### Text excerpt
In India, one hundred years of plenitude
It is the first year of the third decade of the 21st century of the Common Era. And we should be at the midpoint of the decadal census. We are not, and there will be a price to pay, for indispensable data which will be denied to analysts and planners in every sector and industry. We may rue what we miss, but censuses offer learning and insight, even decades after they were concluded.
With that spirit, our mind’s eye takes us back exactly a century. To 1921.
1921 was a remarkably interesting year, all around the world. Sahir Ludhianvi was born that year. As was Satyajit Ray. And then there was the dour figure of Pamulaparthi Venkata Narasimha Rao, who dismantled decades of economic consensus and triggered liberalisation. The world was rather busy as well. Adolf Hitler became leader of the German Nazi Party. The United Kingdom morphed into the United Kingdom of Great Britain and Northern Ireland. And Coco Chanel launched Chanel No 5, a fragrance which continues to have cachet in the world of fragrances.
######
### Information
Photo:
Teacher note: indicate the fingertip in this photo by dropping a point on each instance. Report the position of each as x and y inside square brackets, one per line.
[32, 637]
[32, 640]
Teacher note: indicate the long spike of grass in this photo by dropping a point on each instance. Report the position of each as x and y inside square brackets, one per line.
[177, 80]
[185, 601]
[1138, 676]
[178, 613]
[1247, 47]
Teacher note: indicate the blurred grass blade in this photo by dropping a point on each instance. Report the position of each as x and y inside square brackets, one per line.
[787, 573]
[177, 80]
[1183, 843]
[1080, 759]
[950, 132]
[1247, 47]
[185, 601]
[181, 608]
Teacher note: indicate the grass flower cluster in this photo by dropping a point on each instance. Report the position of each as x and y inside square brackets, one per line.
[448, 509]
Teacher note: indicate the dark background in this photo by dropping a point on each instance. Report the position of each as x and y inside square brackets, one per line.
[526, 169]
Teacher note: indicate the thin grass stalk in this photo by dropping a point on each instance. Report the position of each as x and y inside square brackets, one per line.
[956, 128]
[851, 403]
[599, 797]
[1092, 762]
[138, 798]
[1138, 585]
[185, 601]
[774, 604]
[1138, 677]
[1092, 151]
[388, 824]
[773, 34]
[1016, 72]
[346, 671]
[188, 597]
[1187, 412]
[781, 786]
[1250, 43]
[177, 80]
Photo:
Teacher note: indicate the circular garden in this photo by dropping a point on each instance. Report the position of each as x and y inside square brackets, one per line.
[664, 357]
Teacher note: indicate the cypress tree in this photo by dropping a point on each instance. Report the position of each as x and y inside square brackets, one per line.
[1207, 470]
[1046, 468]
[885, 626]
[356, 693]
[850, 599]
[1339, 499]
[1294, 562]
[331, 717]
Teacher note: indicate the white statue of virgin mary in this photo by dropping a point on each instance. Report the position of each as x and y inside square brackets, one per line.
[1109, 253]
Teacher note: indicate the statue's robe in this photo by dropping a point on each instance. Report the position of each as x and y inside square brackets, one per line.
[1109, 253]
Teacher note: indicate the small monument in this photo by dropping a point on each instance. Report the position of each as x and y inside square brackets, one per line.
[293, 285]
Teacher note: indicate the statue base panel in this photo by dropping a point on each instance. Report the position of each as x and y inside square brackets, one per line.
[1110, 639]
######
▶ [Explore the material]
A) Retype the stretch of the article on 1921 from "In India, one" through "they were concluded.".
B) Answer these questions from the article on 1921, one per line:
(i) According to the article, what point in the decadal census should have been reached in the current year?
(ii) Which year does the article look back to?
(iii) Which fragrance did Coco Chanel launch that year?
C) Write what comes next in the article on 1921, picking up after its final sentence.

▶ [Responses to the tasks]
A)
In India, one hundred years of plenitude
It is the first year of the third decade of the 21st century of the Common Era. And we should be at the midpoint of the decadal census. We are not, and there will be a price to pay, for indispensable data which will be denied to analysts and planners in every sector and industry. We may rue what we miss, but censuses offer learning and insight, even decades after they were concluded.

B)
(i) The midpoint of the decadal census.
(ii) 1921.
(iii) Chanel No 5.

C)
Here, in India, we had our fifth consecutive decadal census. The second decade of the 20th century cost our population dearly, taking away millions of people in their prime, first on account of World War I and then, much more grievously, the Spanish Flu of 1918. It is easy to imagine the sombre mood of enumerators as they fanned out across the great landmass of British India, from Sindh and the restive Khyber province in the far west to the dense forests of Burma on the eastern frontier.
It must have taken the next half-a-decade before all the painfully-gathered and meticulously tallied population numbers produced the census tables. The results were sobering. India’s population of 252 million in 1901 had shrunk over the decade by a million, to just over 251 million. But the devil was in the detail.
United Provinces (UP), rechristened postIndependence to Uttar Pradesh, suffered grievously. Its population of 46 million at the beginning of the century, had been reduced by almost 1.5 million, or by 3%. Put another way, UP had lost twice as many people to the decade as the entire country had. Among the large states, Rajasthan, or Rajputana as the province was then known, suffered the worst, losing over 6% of its population.
In contrast, medium-sized Assam was remarkably fecund, recording a solid 14% bounce. Tiny Tripura was even more productive, increasing its small population by almost a fifth during the period.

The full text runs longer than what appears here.